Task statement:
In the text on German Indology below, condense the paragraph beginning "Without doubt, some German Indologists" into a shorter version that keeps its main facts.

** begin Text extract **

Calasso places the blame for the neglect of India’s classical traditions on “a certain variety of secular mind in the twenty-first century” that is “complacent in being tone-deaf to all that is religious.” But are we really helped by the obsession characteristic of much of the nineteenth-century to go in search of the “religions” of the aboriginal peoples of the world (i.e., basically anyone who was non-European)—especially as many of these religions were secretly constructed on analogy with the Christian faith (for many of the scholars who set out to catalogue the world’s religions the only true paradigm of a religion)? And should we forget that oftentimes this cataloguing was precisely in the service of Christian missionary activity, as though to first inoculate against and then eradicate something one had to first know its epidemiology? Then again, how helpful is it to learn to sort the “Indo-Germanic” (i.e., potentially or abstractly Christian) element of Indian religions from the aboriginal?

Without doubt, some German Indologists produced important work such as creating lexica and preserving manuscripts. But it is the interpretive and, ultimately, political ends to which these resources were put that are questionable. As McGetchin notes, in order to “justify and explain their studies to a nonspecialist audience,” the Indologists encouraged the idea of a “unique relationship of India to Germany” (McGetchin, Indology, Indomania, and Orientalism, 102, 113). Moriz Winternitz posited a “spiritual affinity” (Geistesverwandtschaft) between Indians and Germans and wrote, “the Indians are the scholarly people of antiquity, just as the Germans are in the present” (Winternitz, Geschichte der indischen Literatur, vol. 1, 7).

Calasso celebrates the Indologists as free-spirits and free-thinkers, operating “at no one’s behest” to produce “studies, translations, and commentaries that [still] remain indispensable.” But he overlooks that at no one’s explicit behest is not quite the same as “at no one’s behest.” There are always institutional, cultural, political, and ethnic issues in play in scholarship. To read this literature unhistorically amounts to an uncritical glorification of it. Christian Lassen was anti-Semitic, as is attested to by his personal correspondence. In a letter to Heinrich Ewald, he is known to have alleged: “It would be desirable to counter everywhere, the ill effects of the Jews . . . . It is truly a calamity. These people consider literature as a stock exchange where limitless trickeries are allowed and where one uses all possible devices in order to achieve good speculation, that is, to make money through deceit and lies” (Fick and von Selle, eds., Briefe an Ewald, 159). Rudolf von Roth wrote in a letter to a colleague, “it is better you not seek an acquaintance with Prof. Goldstücker . . . Formerly he was a Jew, has long since converted, but the inner man has remained a Jew” (Roth, Letter to Julius Grill, 24.10.1865), illustrating that while Jews may have participated in Indology, they were unable to overcome their outsider status (Adluri and Bagchee, “Jews and Hindus in Indology”).

** end Text extract **
** begin Information given **

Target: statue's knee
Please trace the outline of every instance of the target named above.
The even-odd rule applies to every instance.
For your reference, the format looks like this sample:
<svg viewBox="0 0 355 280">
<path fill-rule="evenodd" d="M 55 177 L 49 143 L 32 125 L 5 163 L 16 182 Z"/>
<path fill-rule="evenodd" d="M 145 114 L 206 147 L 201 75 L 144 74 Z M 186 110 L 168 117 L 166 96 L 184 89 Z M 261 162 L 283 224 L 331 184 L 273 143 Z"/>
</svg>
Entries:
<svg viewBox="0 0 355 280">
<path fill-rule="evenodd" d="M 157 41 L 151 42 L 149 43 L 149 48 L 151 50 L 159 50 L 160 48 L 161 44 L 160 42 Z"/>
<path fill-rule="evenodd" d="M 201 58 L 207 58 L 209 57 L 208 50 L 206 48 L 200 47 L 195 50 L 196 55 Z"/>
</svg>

** end Information given **

Full answer:
Some German Indologists did important work, such as creating lexica and preserving manuscripts, but the interpretive and political ends this work served are questionable. McGetchin notes that, to justify their studies to nonspecialists, they promoted the idea of a unique relationship between India and Germany. Moriz Winternitz posited a "spiritual affinity" between Indians and Germans, calling the Indians the scholarly people of antiquity as the Germans are of the present.